RECORDS SUPPLIED:
** START **

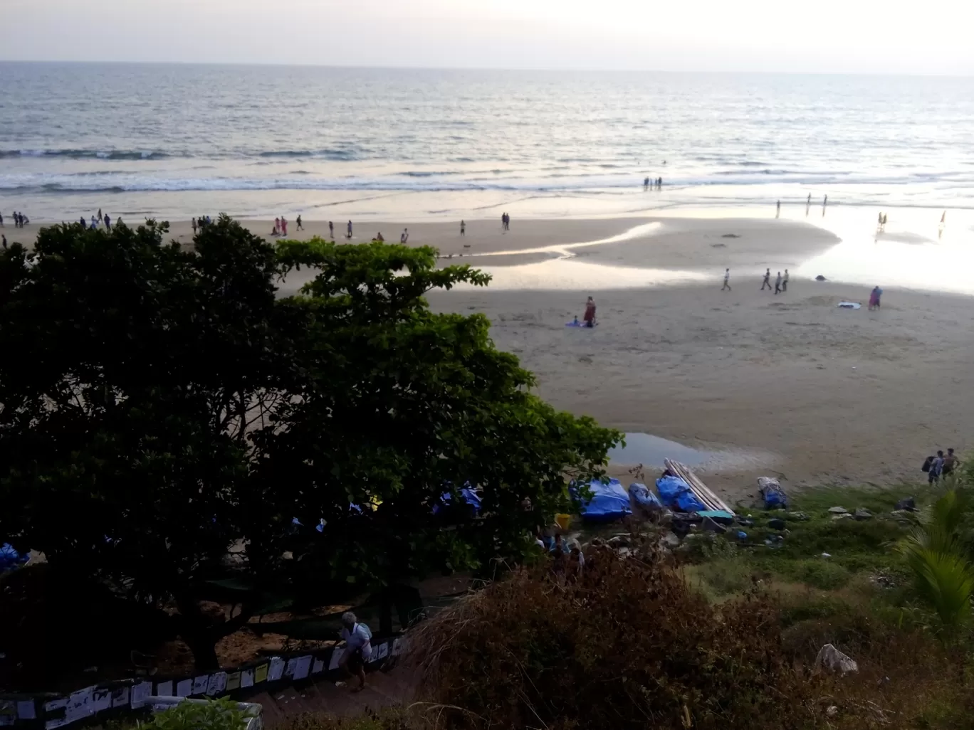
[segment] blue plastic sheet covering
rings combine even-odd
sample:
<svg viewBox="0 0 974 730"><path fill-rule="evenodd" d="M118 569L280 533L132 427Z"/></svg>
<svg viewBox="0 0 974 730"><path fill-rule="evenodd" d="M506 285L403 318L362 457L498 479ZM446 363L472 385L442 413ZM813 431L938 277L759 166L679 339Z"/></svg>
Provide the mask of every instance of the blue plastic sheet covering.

** END **
** START **

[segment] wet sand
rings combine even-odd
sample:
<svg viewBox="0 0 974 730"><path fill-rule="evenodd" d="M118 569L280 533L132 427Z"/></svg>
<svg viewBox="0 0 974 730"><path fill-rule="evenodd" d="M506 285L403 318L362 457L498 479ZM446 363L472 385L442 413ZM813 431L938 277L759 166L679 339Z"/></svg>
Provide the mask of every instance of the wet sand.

** END **
** START **

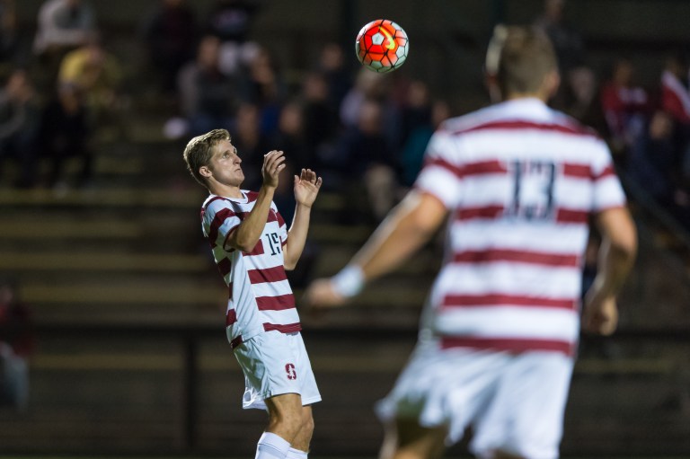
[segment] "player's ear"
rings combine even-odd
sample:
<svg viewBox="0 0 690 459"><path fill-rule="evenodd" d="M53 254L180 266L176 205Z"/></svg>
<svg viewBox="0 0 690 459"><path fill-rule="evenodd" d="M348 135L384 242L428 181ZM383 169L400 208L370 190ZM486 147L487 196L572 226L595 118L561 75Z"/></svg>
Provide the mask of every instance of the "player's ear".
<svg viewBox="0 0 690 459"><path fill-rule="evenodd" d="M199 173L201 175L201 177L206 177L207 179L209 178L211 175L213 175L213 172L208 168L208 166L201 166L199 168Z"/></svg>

** END **

REQUIRED TASK: Quote the listing from the line with "[segment] wet sand" to the line with "Provide the mask of every instance of the wet", both included.

RESULT FOR THIS TASK:
[segment] wet sand
rings combine even-odd
sample:
<svg viewBox="0 0 974 730"><path fill-rule="evenodd" d="M118 569L280 533L132 427Z"/></svg>
<svg viewBox="0 0 974 730"><path fill-rule="evenodd" d="M506 285L403 318L362 457L498 479ZM446 363L472 385L442 413ZM813 431L938 277L759 166L679 339Z"/></svg>
Provide the mask of every instance of the wet sand.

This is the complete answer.